Start The data
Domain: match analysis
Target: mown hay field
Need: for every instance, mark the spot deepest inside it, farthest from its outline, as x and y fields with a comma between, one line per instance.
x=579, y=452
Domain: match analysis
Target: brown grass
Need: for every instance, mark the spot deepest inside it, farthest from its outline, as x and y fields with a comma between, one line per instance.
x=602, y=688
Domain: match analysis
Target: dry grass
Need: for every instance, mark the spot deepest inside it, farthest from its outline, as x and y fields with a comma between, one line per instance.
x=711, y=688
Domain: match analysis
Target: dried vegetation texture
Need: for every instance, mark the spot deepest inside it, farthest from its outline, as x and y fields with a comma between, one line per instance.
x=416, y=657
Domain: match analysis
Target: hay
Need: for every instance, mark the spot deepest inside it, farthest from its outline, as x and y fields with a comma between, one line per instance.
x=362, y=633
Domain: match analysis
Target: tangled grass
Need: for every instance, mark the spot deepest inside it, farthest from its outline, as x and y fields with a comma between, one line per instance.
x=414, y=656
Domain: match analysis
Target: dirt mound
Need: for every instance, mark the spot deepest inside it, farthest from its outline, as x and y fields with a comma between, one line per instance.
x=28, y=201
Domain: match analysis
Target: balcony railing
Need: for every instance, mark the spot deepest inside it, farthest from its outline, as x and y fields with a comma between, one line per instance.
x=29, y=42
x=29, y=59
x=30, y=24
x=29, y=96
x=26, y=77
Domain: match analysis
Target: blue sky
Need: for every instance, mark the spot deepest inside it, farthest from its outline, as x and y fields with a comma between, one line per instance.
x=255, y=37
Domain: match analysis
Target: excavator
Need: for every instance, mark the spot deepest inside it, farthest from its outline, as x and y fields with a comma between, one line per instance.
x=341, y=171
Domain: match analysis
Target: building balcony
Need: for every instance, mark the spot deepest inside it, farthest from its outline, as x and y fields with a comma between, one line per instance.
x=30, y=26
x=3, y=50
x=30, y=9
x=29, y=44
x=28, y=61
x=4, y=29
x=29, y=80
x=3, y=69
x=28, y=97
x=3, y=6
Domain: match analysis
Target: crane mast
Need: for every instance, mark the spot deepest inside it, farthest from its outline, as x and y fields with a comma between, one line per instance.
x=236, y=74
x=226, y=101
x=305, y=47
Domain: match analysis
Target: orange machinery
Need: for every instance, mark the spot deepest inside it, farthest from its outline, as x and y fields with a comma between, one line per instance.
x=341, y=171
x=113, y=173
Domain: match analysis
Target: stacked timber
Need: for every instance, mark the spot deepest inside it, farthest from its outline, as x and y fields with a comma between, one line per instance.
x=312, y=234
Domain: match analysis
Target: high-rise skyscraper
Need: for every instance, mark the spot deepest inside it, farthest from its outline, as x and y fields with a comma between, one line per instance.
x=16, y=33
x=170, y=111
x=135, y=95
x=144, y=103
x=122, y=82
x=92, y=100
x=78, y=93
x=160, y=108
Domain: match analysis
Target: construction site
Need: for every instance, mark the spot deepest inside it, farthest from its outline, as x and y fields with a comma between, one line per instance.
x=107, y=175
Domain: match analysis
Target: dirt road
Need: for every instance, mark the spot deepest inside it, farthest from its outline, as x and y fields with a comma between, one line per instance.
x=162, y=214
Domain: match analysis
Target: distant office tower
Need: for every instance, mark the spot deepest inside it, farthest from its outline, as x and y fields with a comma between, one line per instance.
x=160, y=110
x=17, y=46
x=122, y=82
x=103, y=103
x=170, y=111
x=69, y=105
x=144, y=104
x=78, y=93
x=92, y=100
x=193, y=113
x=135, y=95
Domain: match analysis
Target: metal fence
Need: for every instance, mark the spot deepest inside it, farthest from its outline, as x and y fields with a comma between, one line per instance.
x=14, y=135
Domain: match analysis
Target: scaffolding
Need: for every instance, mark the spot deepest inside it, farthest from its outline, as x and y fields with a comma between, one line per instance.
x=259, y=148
End The data
▸ Set problem: Format the records from the start through the line containing "x=579, y=452" as a two-column CSV with the headers text and answer. Give one row per record, with each value in a quoted field and its line breaks replaced by spaces.

▸ Answer for the task:
text,answer
"Domain: match analysis Target: mown hay field Need: for every instance, mark the spot deepest inside it, farthest from its outline, as x and y fields with a comma between, one line per instance.","x=579, y=452"